- Lesetext:
┄┄┄┄┄┄┄┄┄┄

# Welches (Open Source) CMS für Verleih von Waren?



## Gast170816 (22. Oktober 2013)

Hallo,

ich suche ein Open Source CMS zum Verleih von Waren... ich hatte zwei drei unbekannte gefunden (nopCommerce, Rental Portal), aber ein etablierteres mit breiter Community, das nicht nächstes Jahr evtl. eingestellt wird, wär wohl besser... vielleicht Magento****!

Es muss folgendes Szenario damit machbar sein:

- 10 Musiktitel
- Membership für "3 Titel = 3 EUR imMonat" "5 Titel = 5 EUR"
- Man kann alle 10 Titel sehen und Probehören, aber nur z.B. 3 leihen
- Erst wenn man auf "Leihen" geklickt hat bekommt man einen "Leihlink" geschickt (DIESE Leih-Technik ist jetzt aber grad egal, es geht nur um erst Klick, dann Mail)
- Wenn man 3 Titel hat und bei einem auf "nicht mehr leihen"klickt, dann kann man einen anderen leihen

Das Programm muss also nicht einfach nur hintereinander was leihen können...man muss auch was ZURÜCKGEBEN können...Leihfristen gibt es nicht... es geht nur drum ob das Leihlimit erreicht ist und dass man dann eins zurückgeben muss, um ein anderes leihen zu können.
Das ist also ein bisschen ein anderes Szenario, als wie man sich sonst vielleicht leihen vorstellt (dass man eben was für eine bestimmte Zeit leiht und wenn die rum ist machts blubb). Und dass man nicht einfach hingeht und einzeln leiht, sondern vorher ein Membership haben muss ist sicher auch etwas "anders".


----------



## Jan-Frederik Stieler (22. Oktober 2013)

Hi,
also meiner Erfahrung nach wirst du bei einem so speziellen Einsatzgebiet nicht fündig werden. Nim ein bestehendes Shopsystem und programmiere dir eine entsprechende Funktion.

Ich weiß das es mal ein Rentplugin für Joomla Virtuemart gab. Aber ich weiß nicht ob es aktuell noch läuft und es war auch nicht ganz billig.
Ansonsten musst du mal suchen obs was neiues gibt. Aber ganz klar gesagt ist Virtumart echt etwas gewöhnungsbedürftig und hat auch einige Macken.

Grüße


----------



## Gast170816 (23. Oktober 2013)

┄┄┄┄┄┄┄┄┄┄

- Bereitgestellte Angaben:
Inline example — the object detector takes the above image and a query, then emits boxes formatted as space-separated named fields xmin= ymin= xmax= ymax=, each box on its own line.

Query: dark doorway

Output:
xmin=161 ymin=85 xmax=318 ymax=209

┄┄┄┄┄┄┄┄┄┄

- Zu erledigen:
1 > Schreibe einen Teil der Forendiskussion wortgetreu ab. Beginne bei den Worten mit „- 10 Musiktitel“ und höre nach „leihen zu können.“ auf.
2 > Prüfe anhand der Forendiskussion, ob die folgenden Aussagen zutreffen, und antworte jeweils mit Ja oder Nein sowie dem wörtlichen Beleg. (a) Im gesuchten Szenario gibt es Leihfristen. (b) Jan-Frederik Stieler rät, ein bestehendes Shopsystem zu nehmen und eine passende Funktion dafür zu programmieren. (c) Man kann alle 10 Musiktitel probehören.
3 > Führe die Forendiskussion über ein CMS für den Verleih von Waren nach dem letzten gezeigten Teil weiter.
Die Zeilen stehen in keinem Zusammenhang mit der Forendiskussion.

- Ergebnisse:
1 >
- 10 Musiktitel
- Membership für "3 Titel = 3 EUR imMonat" "5 Titel = 5 EUR"
- Man kann alle 10 Titel sehen und Probehören, aber nur z.B. 3 leihen
- Erst wenn man auf "Leihen" geklickt hat bekommt man einen "Leihlink" geschickt (DIESE Leih-Technik ist jetzt aber grad egal, es geht nur um erst Klick, dann Mail)
- Wenn man 3 Titel hat und bei einem auf "nicht mehr leihen"klickt, dann kann man einen anderen leihen

Das Programm muss also nicht einfach nur hintereinander was leihen können...man muss auch was ZURÜCKGEBEN können...Leihfristen gibt es nicht... es geht nur drum ob das Leihlimit erreicht ist und dass man dann eins zurückgeben muss, um ein anderes leihen zu können.

2 >
(a) Nein: „Leihfristen gibt es nicht“
(b) Ja: „Nim ein bestehendes Shopsystem und programmiere dir eine entsprechende Funktion.“
(c) Ja: „Man kann alle 10 Titel sehen und Probehören, aber nur z.B. 3 leihen“

3 >
Vielen Dank für deine Antwort... ich kann leider nicht gut programmieren. Ich schätze, da würde das am Ende eher nur so klappen, dass ich sowas wie Magento nehme und jemand programmiert mir das... was kostet wohl so ein Plugin? ...nen mittleren vierstelligen Betrag wahrscheinlich schon (viel zu teuer, ne Null weniger wäre eher was)?!
(Macken sind schlecht, weil ich vermeiden will später zu sehr auf externe Hilfe angewiesen zu sein...das sollte halt einmal die Funktionen haben und dann laufen.)


----------



## Wolkenbruch (28. Oktober 2013)

Bist du dir sicher, dass du für so etwas Magento nehmen willst?

Ich meine... Magento gehört mit zu den komplexesten Shop-Systemen die es gibt meiner Meinung nach. UND die Entwicklung von Plugins für Magento kostet erfahrungsgemäß oftmals mehr als für andere, weniger komplexe CMS. Hinzu kommt, dass Magento von Haus aus ja nicht einmal die Funktion liefert, nach der du suchst.

Warum willst du also Magento verwenden? Ist ein super CMS aber meiner Meinung nach nicht unbedingt das richtige für dich.


----------



## Gast170816 (28. Oktober 2013)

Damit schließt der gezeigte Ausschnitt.